» Page excerpt:
-=-=-=-=-
Conditions such as high blood pressure, obesity, and diabetes may raise a person’s risk of complications, as can being pregnant with multiples, according to the National Institutes of Health. Pregnant women over the age of 35 are at a higher risk of pre-eclampsia.

As labor and delivery units continue to shut their doors, possible solutions to the growing problem are complex, Haeri says.

“I think anyone that comes to you and says the current system is working is lying to you,” he said. “We all know that the current maternity system is not good.”

Kozhimannil’s research has found that many women who live in maternity care deserts are members of minority communities.

“When we conducted that research, we found the communities that were raising the alarm about this … tended to be Black and indigenous, or tribal communities in rural places,” she said. “Black communities in the South and East and tribal communities throughout the country, but especially in the West, Mountain West and Midwest.”

Haeri says one possible solution is at a woman’s fingertips.
-=-=-=-=-
» Records supplied:
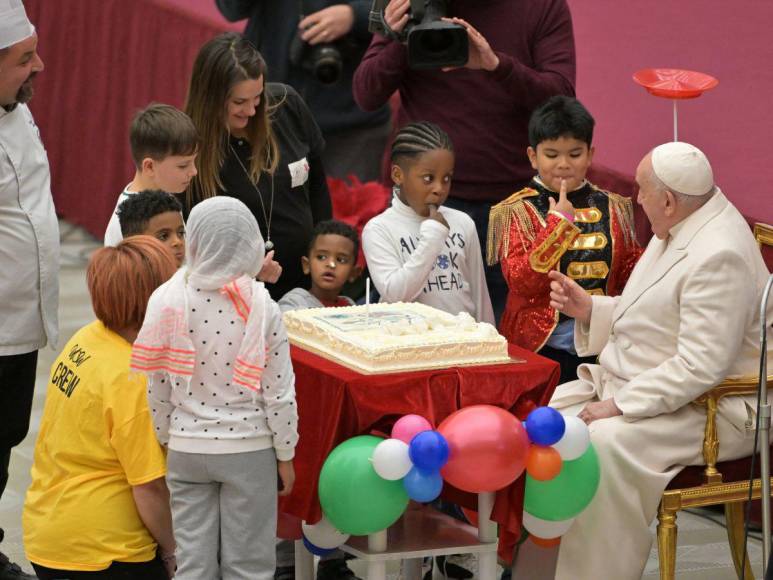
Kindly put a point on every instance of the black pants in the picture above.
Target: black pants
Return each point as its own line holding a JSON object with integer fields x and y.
{"x": 568, "y": 361}
{"x": 17, "y": 385}
{"x": 153, "y": 570}
{"x": 497, "y": 287}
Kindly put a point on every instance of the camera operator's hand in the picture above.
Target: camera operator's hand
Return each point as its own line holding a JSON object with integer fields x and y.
{"x": 481, "y": 54}
{"x": 396, "y": 15}
{"x": 327, "y": 25}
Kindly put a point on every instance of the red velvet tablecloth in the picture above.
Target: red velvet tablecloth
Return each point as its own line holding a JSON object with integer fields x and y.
{"x": 336, "y": 403}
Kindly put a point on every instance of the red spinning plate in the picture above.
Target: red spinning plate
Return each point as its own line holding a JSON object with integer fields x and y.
{"x": 674, "y": 83}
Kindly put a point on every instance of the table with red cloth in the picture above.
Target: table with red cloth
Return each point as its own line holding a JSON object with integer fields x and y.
{"x": 336, "y": 403}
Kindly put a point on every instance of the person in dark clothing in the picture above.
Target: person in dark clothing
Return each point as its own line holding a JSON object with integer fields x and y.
{"x": 287, "y": 33}
{"x": 521, "y": 53}
{"x": 259, "y": 144}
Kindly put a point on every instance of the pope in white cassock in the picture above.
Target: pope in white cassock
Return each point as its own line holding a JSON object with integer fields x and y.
{"x": 29, "y": 240}
{"x": 687, "y": 319}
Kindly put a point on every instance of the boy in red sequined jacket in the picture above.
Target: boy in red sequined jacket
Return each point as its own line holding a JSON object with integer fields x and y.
{"x": 559, "y": 221}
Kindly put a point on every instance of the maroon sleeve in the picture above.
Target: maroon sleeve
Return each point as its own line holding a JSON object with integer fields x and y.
{"x": 554, "y": 69}
{"x": 380, "y": 73}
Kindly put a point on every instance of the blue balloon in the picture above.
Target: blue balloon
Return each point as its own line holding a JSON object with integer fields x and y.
{"x": 428, "y": 450}
{"x": 545, "y": 426}
{"x": 423, "y": 486}
{"x": 316, "y": 550}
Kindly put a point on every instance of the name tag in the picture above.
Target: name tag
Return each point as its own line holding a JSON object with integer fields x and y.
{"x": 299, "y": 172}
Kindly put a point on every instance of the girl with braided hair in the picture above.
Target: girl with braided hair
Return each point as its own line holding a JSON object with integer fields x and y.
{"x": 418, "y": 250}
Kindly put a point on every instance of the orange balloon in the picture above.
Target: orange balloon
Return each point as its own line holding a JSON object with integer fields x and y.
{"x": 545, "y": 542}
{"x": 543, "y": 463}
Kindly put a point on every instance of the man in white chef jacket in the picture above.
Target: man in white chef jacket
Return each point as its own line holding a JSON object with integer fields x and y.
{"x": 687, "y": 318}
{"x": 29, "y": 240}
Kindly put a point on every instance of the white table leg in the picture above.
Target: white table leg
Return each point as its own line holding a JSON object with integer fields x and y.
{"x": 487, "y": 532}
{"x": 412, "y": 569}
{"x": 377, "y": 543}
{"x": 304, "y": 562}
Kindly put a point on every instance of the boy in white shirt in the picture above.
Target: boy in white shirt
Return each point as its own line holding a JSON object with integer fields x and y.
{"x": 417, "y": 250}
{"x": 164, "y": 144}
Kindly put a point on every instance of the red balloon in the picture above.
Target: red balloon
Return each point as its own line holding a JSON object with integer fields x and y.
{"x": 471, "y": 515}
{"x": 487, "y": 446}
{"x": 543, "y": 463}
{"x": 545, "y": 542}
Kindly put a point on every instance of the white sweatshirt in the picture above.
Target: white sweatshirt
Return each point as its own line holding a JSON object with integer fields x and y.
{"x": 414, "y": 259}
{"x": 218, "y": 416}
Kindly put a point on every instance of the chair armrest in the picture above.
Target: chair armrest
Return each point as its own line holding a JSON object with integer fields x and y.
{"x": 731, "y": 387}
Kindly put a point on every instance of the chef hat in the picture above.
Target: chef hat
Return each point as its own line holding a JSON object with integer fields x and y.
{"x": 14, "y": 24}
{"x": 683, "y": 168}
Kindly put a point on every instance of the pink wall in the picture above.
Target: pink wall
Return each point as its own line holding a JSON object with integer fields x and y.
{"x": 732, "y": 124}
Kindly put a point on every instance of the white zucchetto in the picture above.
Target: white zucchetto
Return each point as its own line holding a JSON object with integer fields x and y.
{"x": 14, "y": 24}
{"x": 683, "y": 168}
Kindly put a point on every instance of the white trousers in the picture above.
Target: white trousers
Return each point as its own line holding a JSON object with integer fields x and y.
{"x": 638, "y": 458}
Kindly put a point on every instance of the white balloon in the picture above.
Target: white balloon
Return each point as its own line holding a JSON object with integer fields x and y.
{"x": 323, "y": 534}
{"x": 545, "y": 528}
{"x": 391, "y": 460}
{"x": 575, "y": 440}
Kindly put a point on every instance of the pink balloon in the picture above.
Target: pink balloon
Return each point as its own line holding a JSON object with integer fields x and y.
{"x": 488, "y": 448}
{"x": 408, "y": 426}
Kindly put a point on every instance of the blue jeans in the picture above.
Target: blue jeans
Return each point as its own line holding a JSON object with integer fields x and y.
{"x": 497, "y": 287}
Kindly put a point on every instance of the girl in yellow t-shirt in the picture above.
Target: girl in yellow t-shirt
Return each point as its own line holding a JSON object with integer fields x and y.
{"x": 98, "y": 505}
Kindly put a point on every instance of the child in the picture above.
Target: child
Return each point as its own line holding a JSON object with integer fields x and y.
{"x": 560, "y": 221}
{"x": 332, "y": 262}
{"x": 418, "y": 250}
{"x": 221, "y": 391}
{"x": 164, "y": 144}
{"x": 154, "y": 213}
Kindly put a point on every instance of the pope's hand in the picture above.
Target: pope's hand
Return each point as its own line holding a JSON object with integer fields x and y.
{"x": 599, "y": 410}
{"x": 567, "y": 296}
{"x": 563, "y": 205}
{"x": 271, "y": 270}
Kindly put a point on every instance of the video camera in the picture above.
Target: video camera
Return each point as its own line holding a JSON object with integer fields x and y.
{"x": 432, "y": 43}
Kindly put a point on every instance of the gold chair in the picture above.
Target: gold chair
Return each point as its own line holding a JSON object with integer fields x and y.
{"x": 724, "y": 483}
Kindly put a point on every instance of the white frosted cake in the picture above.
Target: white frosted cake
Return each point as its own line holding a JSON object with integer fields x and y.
{"x": 383, "y": 338}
-=-=-=-=-
» Problem 1: Set down the maternity care excerpt word for word, from "Conditions such as" through "of minority communities.", inclusive.
» Problem 2: According to the first sentence of the maternity care excerpt, what may raise a person's risk of complications? List each item it names.
» Problem 3: Extend the maternity care excerpt, starting after its final sentence.

» Final answer 1:
Conditions such as high blood pressure, obesity, and diabetes may raise a person’s risk of complications, as can being pregnant with multiples, according to the National Institutes of Health. Pregnant women over the age of 35 are at a higher risk of pre-eclampsia.

As labor and delivery units continue to shut their doors, possible solutions to the growing problem are complex, Haeri says.

“I think anyone that comes to you and says the current system is working is lying to you,” he said. “We all know that the current maternity system is not good.”

Kozhimannil’s research has found that many women who live in maternity care deserts are members of minority communities.

» Final answer 2:
- high blood pressure
- obesity
- diabetes
- being pregnant with multiples

» Final answer 3:
“I always say if a woman’s got a cell phone, she should have access,” he said.

A 2021 study found that women who live in remote areas of the US could benefit from telehealth visits, which would decrease the number of “in-person prenatal care visits and increase access to care.”

The American College of Obstetricians and Gynecologists recommends 12 to 14 prenatal care appointments for women with low-risk pregnancies, and the study suggests that expansion of prenatal telehealth appointments could help women living in remote areas better adhere to those guidelines.

Ouma works with mothers who are typically remote and high-risk, Haeri says.

He also believes that promoting midwifery and doula services would help bolster maternity care in the US.

Certified nurse midwives often assist remote mothers who are high-risk or who decide to give birth at home, he says.

Midwives not only deliver babies, they often work with medical equipment and can administer at-home physical exams, prescribe medications, order lab and diagnostic tests, and assess risk management, according to the American College of Nurse Midwives. Doulas – who guide mothers through the birthing process – are often present at home births and even hospital births.

“That midwifery model shines when it comes to maternal care. [And] doula advocacy involvement leads to better outcomes and maternity care, and I think as a system, we haven’t made it easier for those two components to be really an integral part of our maternity care in the US,” Haeri said.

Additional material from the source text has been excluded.